[[ Selected text, beginning ]]
5.4 Nutrient cycles Flashcards
What three types of microorganisms play vital roles in recycling chemical elements such as phosphorus and nitrogen (names of individual species of bacteria are not required)?
Saprobionts play a vital role in in decomposition.
Mycorrhizae play a vital role in facilitating the uptake of water and inorganic ions by plants.
Bacteria play a vital role in the nitrogen cycle in the processes of saprobiotic nutrition, ammonification, nitrification, nitrogen fixation and denitrification.
Nitrogen fixation
Fixing: when inorganic compounds / elements become incorporated into biological systems.
Atmospheric N≡N is very unreactive. Only certain genera of Bacteria (and Archaea) can fix it.
Free living bacteria like Azotobacter (in soil) and the cyanobacteria (in freshwater) are responsible for most Nitrogen fixation, using nitrogenases (a class of enzyme) to react N2 with protons and electrons to form NH3 (ammonia) which they use to make amino acids and nucleotides.
Rhizobium is a genus of bacteria symbiotically associated with leguminous plants (eg clover). Rhizobium living in root nodules fix Nitrogen as NH3 to synthesise the amino acid glutamine, which the legume then uses to make other amino acids and nucleotides, without having to actively transport nitrogen compounds from soil. In return the legume gives the Rhizobium sucrose and other compounds.
Ammonification
When the free living bacteria, or the legumes, or the plants which have taken up nitrogenous compounds by active transport die (or drop leaves), or when any consumer which ate them dies, or defecates, or passes urine (or sheds skin cells, etc) then the amino acids and nucleotides become available for decomposition.
Decomposers break down amino acids and nucleotides into simpler inorganic compounds. Saprophytic Bacteria and Fungi are responsible for decomposition. Saprobionts secret their enzymes into the detritus (dead material) and absorb the products.
Decomposition releases NH4+ back into the environment. This is called AMMONIFICATION.
[[ Selected text, end ]]
[[ Dataset extract, beginning ]]
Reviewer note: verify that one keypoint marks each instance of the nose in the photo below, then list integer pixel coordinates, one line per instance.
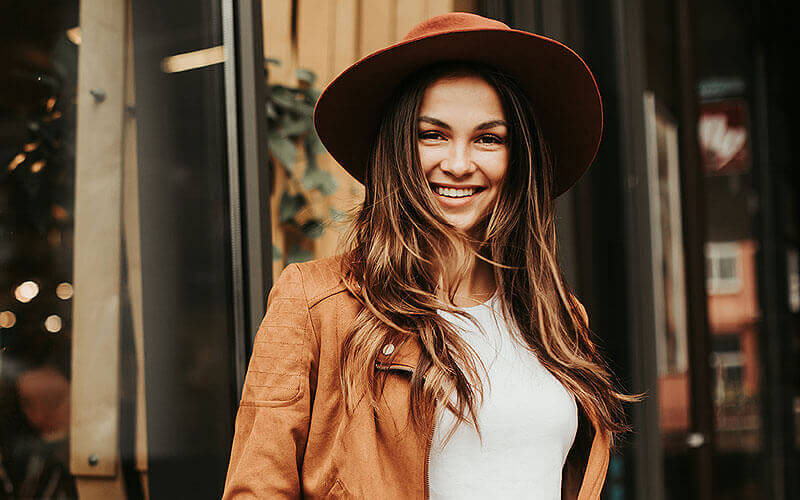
(458, 162)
[[ Dataset extract, end ]]
→ Problems and tasks:
#1 In the nutrient cycles flashcards, what does the legume give the Rhizobium in return?
#2 Continue the nutrient cycles flashcards after their last line.

→ Your responses:
#1 Sucrose and other compounds.

#2
Nitrification
Nitrification is the conversion of ammonium into nitrate. This usually involves two genera of bacteria: Nitrosomonas and Nitrobacter.
Nitrosomonas converts ammonium into nitrite.
Nitrobacter converts nitrite into nitrate.
These bacteria are mutualistic - Nitrosomonas provides substrate for Nitrobacter, which prevents build up of product for Nitrosomonas.
Nitrate is the nutrient taken up by plant roots and mycorrhizae.
Denitrification
Bacteria in anaerobic soil conditions (waterlogged or non-aerated soil) have adapted to use nitrate as their final electron acceptor. They convert nitrate to nitrogen gas, so removing the nitrogen from the soil. Hence the name: denitrifying bacteria.
This process recycles nitrogen, returning it to the atmosphere, but is not great for farmers, who then have to replace it.
Why is phosphorous often a limiting nutrient in an ecosystem?
Phosphorous exists mostly as phosphate (Pi) , a soluble and highly charged (-3) mineral ion.
Pi binds strongly to sediments, meaning it gets incorporated into sedimentary rock. Only weathering of the rock will release it.
Why do farmers have to add fertilisers to their fields (when natural ecosystems just recycle nutrients)?
The use of natural and artificial fertilisers replaces the nitrates and phosphates lost by harvesting the plants and removing the livestock. When the plants are harvested and livestock removed they take nutrients form the field with them in their biomolecules.
Eutrophication
Farmers apply phosphate / nitrate fertilizers to their soils.
Rain washes this into rivers (streams, lakes, canals, the sea, whatever) - this is called leaching.
Algae absorb the nutrients and their population rapidly grows.
Algal bloom blocks out light for photosynthesising plants below, which die.
Algae finish all the leached nutrient in the water, and die.
Saprobiotic decomposers now break down all the dead plants and algae, using their molecules as respiratory substrate.
This respiration is aerobic, so oxygen levels fall.
Fish and other animals that rely on the oxygen die.